All the children and adults on both Australia's off-shore 'hell-holes' should be brought to Australia asap and settled here. All Australian States and Territories should review their 'correctional' centres too and make sure that both children and adults are treated humanely, with every effort made to equip them so that they are not likely to offend again. The true worth of any society can be measured by how well it treats its most vulnerable citizens, and how welcoming it is to those fleeing persecution. We need to heal our national psyche, badly damaged by the actions of politicians from both sides of politics. This won't happen while voters support political parties that keep trying to wedge one another on the grossly over-played 'border protection' issue. The end doesn't justify the means. There is no moral justification for keeping desperate asylum seekers, including children, indefinitely is a 'concentration camp' in order to win favour with a section of the populace who are either uninformed on what is really happening in their name or are so hard-hearted that they don't care. I can't see how any decent Australian could be proud to be an Australian at this time in our history.
Grant Allen | 14 December 2016

The Australian polity lost their reason back in 1992 when they started the practice of locking up refugees fleeing Cambodia's evil regime and we have become worse as each year goes by.
Marilyn | 14 December 2016

The rights of all children are important. While much time is (rightly) devoted to migrant and asylum seeker children, there are many other children trapped in abusive 'homes' because of Family Law decisions awarding custody and/or unsupervised visits to parents (often fathers sad to say) who are known to have abused their children. What protection do these kids have? Who speaks out for them?
Ariel | 15 December 2016

There can be little doubt, Fr Andrew, that both children in detention and children running rampant on crime sprees, drug fuelled or not, represent perhaps the greatest sadness of our godless age. There is little doubt that environment contributes massively to their plight and that environment is provided in the main by the children's parents. Children in detention are confined with their parents who had obviously taken what they believe to be actions in the children's best interests. For those untrammelled by the despair of detention, however, it is the parents who must be taken to task for their failures. Your writings, Father, take origin in belief and faith in the Christ Child whose birth we "celebrate" at Christmas.. Child criminal activity is spawned by lack of same which places them in a very different category from children in detention who often find themselves detained with their parents because of belief and faith. We need two very different approaches to deal with the problems. Putting Christ back into Christmas wouldn't be a bad place to start in this erstwhile Christian society. When we decided to replace the divine with the human we also replaced virtue with the profane. God's blessing to you on his birthday.
john frawley | 15 December 2016

On the 20th four families with babies will be forced back to life in the mouldy tents on Nauru. Could you please support this petition?
Margaret Sinclair | 16 December 2016

Thank you, Andrew, for expressing so clearly and strongly what is thought and felt by very many of us. The puzzle for me is how our political leaders can turn a blind eye and a deaf ear to the plight of these children and their families while at the same time professing to be Christian
Geoff Seaman | 16 December 2016

Jesus would, I think, if he had understood English, have approved of this article.

• _Dataset extract_:

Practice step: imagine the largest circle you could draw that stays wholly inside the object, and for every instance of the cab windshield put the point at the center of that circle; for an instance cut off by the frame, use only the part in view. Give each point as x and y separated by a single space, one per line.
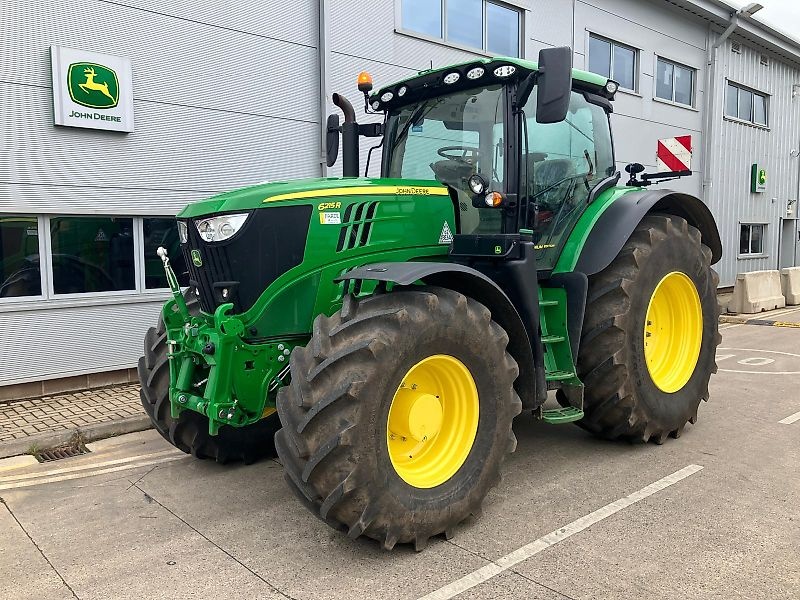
449 138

• _Tasks to carry out_:
**1.** In the comment thread, why does john frawley put children in detention in a different category from children on crime sprees? Answer in one to three sentences.
**2.** Rewrite the paragraph of the comment thread that begins "All the children and adults" as a short bulleted list that keeps its main points.

• _Answers to the tasks_:
**1.** He says child criminal activity is spawned by a lack of belief and faith. Children in detention, by contrast, are often detained with their parents because of belief and faith, and those parents took what they believed were actions in the children's best interests.

**2.**
- Everyone held in Australia's two off-shore "hell-holes," children and adults, should be brought to Australia as soon as possible and settled there.
- All States and Territories should review their correctional centers so that children and adults are treated humanely and equipped not to offend again.
- A society's true worth shows in how it treats its most vulnerable citizens and how it welcomes those fleeing persecution.
- The national psyche, damaged by politicians from both sides, won't heal while voters support parties that wedge each other on the over-played border protection issue.
- The end doesn't justify the means. Nothing morally justifies detaining desperate asylum seekers, including children, indefinitely to win favor with uninformed or hard-hearted voters.
- The writer can't see how any decent Australian could be proud to be Australian at this time.